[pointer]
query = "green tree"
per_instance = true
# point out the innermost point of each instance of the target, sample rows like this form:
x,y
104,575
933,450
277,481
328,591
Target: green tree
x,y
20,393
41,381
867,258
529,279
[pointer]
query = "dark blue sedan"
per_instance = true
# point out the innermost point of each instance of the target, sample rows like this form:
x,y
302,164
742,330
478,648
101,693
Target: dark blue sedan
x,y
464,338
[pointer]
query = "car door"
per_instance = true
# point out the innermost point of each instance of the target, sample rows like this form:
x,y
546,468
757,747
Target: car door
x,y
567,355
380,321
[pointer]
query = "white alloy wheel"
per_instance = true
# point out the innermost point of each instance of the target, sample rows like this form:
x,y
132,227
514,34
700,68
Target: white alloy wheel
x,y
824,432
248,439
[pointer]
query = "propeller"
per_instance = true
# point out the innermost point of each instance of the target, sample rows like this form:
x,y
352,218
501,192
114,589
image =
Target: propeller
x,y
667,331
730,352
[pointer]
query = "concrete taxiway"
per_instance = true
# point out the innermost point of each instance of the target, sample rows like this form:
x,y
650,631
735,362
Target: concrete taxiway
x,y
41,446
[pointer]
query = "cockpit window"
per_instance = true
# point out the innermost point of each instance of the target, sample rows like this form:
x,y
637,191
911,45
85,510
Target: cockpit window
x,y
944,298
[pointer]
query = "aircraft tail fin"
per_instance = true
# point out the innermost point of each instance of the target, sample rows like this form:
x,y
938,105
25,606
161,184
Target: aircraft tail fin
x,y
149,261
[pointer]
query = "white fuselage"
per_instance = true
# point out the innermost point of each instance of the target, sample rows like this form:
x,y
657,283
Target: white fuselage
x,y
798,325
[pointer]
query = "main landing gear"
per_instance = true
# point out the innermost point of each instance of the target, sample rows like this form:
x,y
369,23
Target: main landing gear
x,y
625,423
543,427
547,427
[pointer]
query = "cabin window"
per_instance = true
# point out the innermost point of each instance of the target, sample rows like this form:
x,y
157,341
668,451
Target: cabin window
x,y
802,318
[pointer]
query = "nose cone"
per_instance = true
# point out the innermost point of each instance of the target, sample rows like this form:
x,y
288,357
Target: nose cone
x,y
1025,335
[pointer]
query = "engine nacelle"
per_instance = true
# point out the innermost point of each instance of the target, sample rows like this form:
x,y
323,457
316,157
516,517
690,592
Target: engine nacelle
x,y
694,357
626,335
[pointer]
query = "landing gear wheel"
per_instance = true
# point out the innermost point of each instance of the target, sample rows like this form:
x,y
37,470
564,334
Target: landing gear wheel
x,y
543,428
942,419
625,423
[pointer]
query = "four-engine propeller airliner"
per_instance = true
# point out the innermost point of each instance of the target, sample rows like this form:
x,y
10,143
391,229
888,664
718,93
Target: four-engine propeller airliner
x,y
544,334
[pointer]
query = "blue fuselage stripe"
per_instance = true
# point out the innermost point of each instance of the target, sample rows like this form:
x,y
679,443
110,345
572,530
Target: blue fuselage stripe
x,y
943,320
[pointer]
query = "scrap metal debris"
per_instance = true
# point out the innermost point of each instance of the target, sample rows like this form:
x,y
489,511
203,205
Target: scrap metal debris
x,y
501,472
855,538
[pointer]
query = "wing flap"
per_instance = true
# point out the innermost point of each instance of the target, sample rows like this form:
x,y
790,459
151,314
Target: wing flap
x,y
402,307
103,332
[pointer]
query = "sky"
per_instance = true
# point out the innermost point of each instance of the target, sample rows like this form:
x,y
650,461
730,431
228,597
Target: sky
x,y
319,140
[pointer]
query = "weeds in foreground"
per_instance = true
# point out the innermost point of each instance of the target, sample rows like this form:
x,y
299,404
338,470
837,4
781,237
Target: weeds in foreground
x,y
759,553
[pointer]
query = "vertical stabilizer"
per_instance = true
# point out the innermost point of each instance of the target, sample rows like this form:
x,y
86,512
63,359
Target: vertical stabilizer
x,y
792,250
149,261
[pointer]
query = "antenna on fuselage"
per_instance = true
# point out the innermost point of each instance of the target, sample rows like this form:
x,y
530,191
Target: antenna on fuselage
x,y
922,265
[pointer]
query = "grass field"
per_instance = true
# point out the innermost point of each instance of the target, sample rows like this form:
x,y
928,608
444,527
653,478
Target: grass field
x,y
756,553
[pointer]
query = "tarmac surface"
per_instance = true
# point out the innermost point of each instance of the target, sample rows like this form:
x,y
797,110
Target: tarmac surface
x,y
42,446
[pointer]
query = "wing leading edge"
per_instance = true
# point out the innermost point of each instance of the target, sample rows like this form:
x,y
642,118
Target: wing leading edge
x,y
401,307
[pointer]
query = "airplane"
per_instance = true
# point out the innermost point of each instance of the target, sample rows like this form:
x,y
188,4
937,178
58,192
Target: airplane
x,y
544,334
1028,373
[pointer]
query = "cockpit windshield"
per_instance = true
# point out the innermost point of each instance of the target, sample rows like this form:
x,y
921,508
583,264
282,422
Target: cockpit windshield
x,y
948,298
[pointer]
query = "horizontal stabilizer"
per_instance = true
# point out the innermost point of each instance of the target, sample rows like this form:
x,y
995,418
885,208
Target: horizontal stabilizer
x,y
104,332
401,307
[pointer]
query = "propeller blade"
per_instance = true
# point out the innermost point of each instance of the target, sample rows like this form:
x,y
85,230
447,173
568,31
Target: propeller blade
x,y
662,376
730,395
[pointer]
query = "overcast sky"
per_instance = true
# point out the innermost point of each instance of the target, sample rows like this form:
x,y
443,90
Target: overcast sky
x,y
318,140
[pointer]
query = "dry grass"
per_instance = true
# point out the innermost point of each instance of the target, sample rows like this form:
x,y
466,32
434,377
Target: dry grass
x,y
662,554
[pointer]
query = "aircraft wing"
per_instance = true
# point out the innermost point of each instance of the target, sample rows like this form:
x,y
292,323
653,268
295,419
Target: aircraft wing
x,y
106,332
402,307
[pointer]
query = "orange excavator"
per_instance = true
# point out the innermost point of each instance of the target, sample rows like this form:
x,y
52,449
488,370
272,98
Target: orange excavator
+ + + + +
▸ **WRITTEN TASK**:
Please gather every line of the material above that contains the word "blue".

▸ **THE SOLUTION**:
query = "dark blue sedan"
Target: dark blue sedan
query = "blue fuselage stripe"
Target: blue fuselage stripe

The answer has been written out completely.